Objective: Count how many lines of the records below contain the word "roof" and reply with that number alone.

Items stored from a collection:
* * *

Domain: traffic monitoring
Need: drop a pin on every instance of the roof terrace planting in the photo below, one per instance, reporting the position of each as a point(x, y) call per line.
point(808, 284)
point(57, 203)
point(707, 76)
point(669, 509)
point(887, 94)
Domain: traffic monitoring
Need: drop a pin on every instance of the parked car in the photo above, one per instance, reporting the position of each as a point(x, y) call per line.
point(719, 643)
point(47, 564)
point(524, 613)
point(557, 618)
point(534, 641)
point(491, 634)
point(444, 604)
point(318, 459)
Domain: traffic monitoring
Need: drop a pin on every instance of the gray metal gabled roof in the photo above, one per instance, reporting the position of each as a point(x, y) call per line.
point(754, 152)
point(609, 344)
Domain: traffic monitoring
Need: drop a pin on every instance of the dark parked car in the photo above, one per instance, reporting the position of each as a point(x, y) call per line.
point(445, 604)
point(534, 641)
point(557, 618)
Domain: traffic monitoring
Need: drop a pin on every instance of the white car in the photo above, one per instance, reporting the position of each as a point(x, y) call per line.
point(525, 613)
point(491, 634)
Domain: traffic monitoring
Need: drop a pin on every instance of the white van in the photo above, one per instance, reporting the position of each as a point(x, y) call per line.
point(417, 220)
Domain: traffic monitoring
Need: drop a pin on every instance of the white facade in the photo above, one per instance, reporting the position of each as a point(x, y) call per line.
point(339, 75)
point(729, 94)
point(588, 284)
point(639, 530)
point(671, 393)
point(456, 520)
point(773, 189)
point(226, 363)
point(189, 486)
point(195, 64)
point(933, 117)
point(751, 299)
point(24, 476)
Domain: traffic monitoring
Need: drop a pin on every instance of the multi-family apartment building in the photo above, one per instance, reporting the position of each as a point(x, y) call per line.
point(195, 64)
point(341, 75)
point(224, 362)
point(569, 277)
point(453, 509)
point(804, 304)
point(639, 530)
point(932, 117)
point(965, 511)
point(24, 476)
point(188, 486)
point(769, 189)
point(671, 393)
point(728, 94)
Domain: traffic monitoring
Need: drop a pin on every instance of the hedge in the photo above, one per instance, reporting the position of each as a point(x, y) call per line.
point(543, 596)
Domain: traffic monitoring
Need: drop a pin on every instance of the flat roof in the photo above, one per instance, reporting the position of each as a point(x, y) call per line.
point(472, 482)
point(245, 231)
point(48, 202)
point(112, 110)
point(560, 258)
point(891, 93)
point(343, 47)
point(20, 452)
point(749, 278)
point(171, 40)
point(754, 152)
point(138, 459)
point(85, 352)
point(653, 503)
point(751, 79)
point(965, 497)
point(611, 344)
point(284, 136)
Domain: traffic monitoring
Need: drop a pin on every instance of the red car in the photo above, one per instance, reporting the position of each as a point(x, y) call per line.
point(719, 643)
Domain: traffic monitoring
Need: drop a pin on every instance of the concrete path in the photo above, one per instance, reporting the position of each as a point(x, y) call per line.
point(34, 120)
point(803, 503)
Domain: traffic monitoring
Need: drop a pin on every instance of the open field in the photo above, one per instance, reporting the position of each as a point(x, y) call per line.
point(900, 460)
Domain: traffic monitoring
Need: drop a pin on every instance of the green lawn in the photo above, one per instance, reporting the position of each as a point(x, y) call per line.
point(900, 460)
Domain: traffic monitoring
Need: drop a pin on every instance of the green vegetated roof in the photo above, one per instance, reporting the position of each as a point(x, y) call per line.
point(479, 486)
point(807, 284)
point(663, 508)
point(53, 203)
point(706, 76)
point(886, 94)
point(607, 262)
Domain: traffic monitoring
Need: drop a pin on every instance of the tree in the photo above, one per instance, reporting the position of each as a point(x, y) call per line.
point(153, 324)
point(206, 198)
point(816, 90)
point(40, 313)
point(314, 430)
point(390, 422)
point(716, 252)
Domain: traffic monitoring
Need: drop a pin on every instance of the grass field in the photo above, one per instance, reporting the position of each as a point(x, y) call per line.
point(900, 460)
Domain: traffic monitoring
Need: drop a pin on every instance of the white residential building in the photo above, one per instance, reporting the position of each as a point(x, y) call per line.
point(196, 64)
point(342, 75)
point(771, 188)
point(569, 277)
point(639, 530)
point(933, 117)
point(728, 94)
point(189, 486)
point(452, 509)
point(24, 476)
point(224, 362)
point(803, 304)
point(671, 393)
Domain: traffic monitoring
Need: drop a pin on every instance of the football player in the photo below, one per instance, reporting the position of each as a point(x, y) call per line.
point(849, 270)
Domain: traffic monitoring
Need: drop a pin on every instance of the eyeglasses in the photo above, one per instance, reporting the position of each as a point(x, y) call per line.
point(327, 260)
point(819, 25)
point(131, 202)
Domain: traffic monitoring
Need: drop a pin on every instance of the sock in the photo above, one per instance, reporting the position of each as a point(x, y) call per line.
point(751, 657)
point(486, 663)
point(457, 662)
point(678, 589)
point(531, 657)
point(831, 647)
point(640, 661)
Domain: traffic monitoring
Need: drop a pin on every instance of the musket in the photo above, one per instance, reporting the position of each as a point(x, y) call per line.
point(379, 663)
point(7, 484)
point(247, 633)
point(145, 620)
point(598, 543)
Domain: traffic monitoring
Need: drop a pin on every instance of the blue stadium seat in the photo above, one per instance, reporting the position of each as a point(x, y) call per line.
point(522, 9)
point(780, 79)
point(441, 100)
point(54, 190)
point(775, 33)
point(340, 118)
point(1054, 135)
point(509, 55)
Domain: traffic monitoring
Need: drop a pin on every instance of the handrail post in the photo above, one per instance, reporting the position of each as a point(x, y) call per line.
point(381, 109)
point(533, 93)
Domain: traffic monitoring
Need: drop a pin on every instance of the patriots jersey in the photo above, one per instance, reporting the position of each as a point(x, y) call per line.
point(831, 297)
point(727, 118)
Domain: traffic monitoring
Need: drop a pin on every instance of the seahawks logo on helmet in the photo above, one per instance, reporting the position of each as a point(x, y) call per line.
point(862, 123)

* * *

Result for this task: 4